Input data
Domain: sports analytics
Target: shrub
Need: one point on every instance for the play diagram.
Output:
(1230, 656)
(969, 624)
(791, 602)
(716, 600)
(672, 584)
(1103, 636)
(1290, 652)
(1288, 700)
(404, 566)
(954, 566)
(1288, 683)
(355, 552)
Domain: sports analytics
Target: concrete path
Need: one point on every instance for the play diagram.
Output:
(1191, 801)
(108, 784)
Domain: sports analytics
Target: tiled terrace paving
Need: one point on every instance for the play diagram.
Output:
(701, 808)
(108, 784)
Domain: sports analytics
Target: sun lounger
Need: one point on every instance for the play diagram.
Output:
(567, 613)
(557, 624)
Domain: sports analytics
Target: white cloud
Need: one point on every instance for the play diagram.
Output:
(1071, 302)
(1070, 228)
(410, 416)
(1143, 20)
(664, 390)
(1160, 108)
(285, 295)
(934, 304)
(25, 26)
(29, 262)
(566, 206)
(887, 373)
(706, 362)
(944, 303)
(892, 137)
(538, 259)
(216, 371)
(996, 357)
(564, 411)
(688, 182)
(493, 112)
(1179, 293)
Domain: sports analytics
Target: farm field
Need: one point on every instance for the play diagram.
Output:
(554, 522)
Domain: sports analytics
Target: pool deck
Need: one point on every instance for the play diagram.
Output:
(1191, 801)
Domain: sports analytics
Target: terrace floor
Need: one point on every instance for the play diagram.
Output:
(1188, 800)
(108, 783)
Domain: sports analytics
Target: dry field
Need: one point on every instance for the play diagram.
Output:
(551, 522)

==

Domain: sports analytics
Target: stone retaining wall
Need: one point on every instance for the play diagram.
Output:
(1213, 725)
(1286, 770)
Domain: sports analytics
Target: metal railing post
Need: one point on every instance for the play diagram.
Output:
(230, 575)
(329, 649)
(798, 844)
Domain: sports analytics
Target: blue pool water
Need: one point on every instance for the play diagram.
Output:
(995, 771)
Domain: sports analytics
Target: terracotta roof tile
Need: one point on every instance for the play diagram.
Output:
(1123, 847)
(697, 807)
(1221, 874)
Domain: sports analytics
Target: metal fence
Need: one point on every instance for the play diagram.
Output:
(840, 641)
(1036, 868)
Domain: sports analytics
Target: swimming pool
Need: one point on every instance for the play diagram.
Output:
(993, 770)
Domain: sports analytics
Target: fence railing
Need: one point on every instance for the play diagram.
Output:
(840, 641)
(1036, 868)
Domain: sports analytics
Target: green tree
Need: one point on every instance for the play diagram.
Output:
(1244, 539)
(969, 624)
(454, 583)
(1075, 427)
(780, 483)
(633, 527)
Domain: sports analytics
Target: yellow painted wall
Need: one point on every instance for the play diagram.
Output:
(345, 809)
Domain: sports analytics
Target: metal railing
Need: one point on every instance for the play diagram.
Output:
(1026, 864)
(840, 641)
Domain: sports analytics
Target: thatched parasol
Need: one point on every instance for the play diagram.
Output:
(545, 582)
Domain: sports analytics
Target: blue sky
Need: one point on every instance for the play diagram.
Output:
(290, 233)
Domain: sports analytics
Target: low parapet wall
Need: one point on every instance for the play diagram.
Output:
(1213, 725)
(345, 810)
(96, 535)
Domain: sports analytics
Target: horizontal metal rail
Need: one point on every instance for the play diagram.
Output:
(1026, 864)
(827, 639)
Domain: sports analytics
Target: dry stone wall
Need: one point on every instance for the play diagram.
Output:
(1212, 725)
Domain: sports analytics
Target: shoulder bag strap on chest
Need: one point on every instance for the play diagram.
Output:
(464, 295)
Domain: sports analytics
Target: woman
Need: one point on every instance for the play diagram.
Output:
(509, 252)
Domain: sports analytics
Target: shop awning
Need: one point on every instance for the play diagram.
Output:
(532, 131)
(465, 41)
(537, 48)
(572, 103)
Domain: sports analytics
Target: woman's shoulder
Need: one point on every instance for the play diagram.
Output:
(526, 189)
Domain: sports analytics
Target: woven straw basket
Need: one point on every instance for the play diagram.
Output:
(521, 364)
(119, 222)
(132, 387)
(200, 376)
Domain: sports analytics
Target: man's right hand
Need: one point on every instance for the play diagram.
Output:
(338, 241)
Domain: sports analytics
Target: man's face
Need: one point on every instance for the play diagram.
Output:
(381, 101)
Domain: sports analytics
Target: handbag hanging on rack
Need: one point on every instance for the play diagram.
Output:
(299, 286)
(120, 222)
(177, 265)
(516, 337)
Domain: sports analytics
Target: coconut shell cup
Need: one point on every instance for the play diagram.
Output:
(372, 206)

What the task requires
Gather each line in the rows above that contains the string "terrace", copying every one unchanged.

Reply
Target: tiled terrace paving
Target: terrace floor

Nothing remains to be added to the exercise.